◆ Passage for review ◆
[Start of section]
Developer: Smithfield DMV needs more parking
Published 3:28 pm Tuesday, September 20, 2022
A new Virginia Department of Motor Vehicles customer service center in Smithfield will require more than three times the maximum number of parking spaces allowed under the town’s zoning ordinance, according to the project’s developer.
Warren Sachs, owner of Virginia Beach-based KLS Battery Park Development Group LLC, has applied for a special use permit that would allow for up to 108 parking spaces dedicated to the new office, which the DMV would lease from him. The town’s zoning ordinance specifies one space per 150 square feet of gross floor area, meaning a maximum of 32 spaces for the proposed 4,800-square-foot South Church Street office.
Smithfield’s Planning Commission voted unanimously on Sept. 13 to give a favorable recommendation to Sachs’ requested permit. Assuming Smithfield’s Town Council gives final approval for the 108 spaces next month, DMV spokeswoman Jessica Cowardin said the state agency now hopes to have the new facility open sometime in 2023.
According to Sachs, the DMV had initially requested 140 parking spaces to accommodate the anticipated number of regional customers looking to obtain or renew their driver’s licenses or conduct other DMV business, but he was able to negotiate the number down to the current requested 108.
The new DMV office would be located on a 3.8-acre parcel adjacent to Dollar General on South Church Street. The DMV had initially anticipated breaking ground last fall and opening the facility by mid-2022. As of May, the DMV acknowledged the project had yet to break ground but maintained the new facility would still be open by the end of the year.
[End of section]
◆ Information supplied ◆
[Start of section]
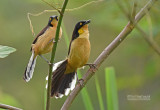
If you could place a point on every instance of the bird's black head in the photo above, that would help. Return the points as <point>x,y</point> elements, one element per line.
<point>79,28</point>
<point>53,20</point>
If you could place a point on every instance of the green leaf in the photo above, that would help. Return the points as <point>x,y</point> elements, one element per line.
<point>111,89</point>
<point>100,99</point>
<point>5,51</point>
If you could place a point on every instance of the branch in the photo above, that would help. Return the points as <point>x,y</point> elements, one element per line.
<point>149,40</point>
<point>53,54</point>
<point>3,106</point>
<point>106,52</point>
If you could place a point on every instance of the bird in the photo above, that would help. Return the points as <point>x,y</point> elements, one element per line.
<point>42,44</point>
<point>64,74</point>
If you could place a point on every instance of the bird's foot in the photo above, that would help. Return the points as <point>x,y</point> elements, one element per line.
<point>92,66</point>
<point>80,82</point>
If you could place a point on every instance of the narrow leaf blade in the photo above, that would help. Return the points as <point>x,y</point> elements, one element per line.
<point>111,89</point>
<point>100,99</point>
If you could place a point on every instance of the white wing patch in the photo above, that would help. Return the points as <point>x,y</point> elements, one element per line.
<point>56,65</point>
<point>70,88</point>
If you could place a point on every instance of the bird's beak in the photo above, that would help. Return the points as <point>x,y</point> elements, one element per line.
<point>87,22</point>
<point>56,17</point>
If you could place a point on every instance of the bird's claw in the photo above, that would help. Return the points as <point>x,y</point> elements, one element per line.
<point>80,82</point>
<point>93,67</point>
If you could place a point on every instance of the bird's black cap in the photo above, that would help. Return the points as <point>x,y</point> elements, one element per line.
<point>78,26</point>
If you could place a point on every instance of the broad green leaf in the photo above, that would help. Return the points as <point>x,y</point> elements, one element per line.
<point>5,51</point>
<point>100,99</point>
<point>111,89</point>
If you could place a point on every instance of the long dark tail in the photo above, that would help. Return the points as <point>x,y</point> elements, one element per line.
<point>30,68</point>
<point>62,83</point>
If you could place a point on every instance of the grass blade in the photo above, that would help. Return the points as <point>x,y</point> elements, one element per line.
<point>111,89</point>
<point>85,96</point>
<point>100,99</point>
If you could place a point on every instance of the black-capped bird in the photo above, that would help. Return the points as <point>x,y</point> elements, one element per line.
<point>42,44</point>
<point>65,72</point>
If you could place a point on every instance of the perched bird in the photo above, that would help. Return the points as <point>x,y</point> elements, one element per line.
<point>65,72</point>
<point>42,44</point>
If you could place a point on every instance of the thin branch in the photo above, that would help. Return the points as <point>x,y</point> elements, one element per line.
<point>106,52</point>
<point>52,6</point>
<point>149,40</point>
<point>3,106</point>
<point>53,54</point>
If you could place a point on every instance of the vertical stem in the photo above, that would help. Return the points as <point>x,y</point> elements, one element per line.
<point>53,54</point>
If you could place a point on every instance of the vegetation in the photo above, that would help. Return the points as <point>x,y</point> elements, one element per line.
<point>135,60</point>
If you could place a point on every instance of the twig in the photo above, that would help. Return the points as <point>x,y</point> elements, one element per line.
<point>51,6</point>
<point>149,40</point>
<point>53,54</point>
<point>3,106</point>
<point>106,52</point>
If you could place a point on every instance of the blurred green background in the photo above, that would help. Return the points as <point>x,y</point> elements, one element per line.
<point>136,64</point>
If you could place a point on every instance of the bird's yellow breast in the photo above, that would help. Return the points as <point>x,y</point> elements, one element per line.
<point>44,43</point>
<point>79,53</point>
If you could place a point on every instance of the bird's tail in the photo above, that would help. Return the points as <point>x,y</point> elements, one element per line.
<point>62,83</point>
<point>30,68</point>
[End of section]
◆ Assignment ◆
Retype the Smithfield DMV parking article between "Warren Sachs, owner" and "Church Street office.", inclusive. The items have nothing to do with the article on the Smithfield DMV office.

◆ Solution to the problem ◆
Warren Sachs, owner of Virginia Beach-based KLS Battery Park Development Group LLC, has applied for a special use permit that would allow for up to 108 parking spaces dedicated to the new office, which the DMV would lease from him. The town’s zoning ordinance specifies one space per 150 square feet of gross floor area, meaning a maximum of 32 spaces for the proposed 4,800-square-foot South Church Street office.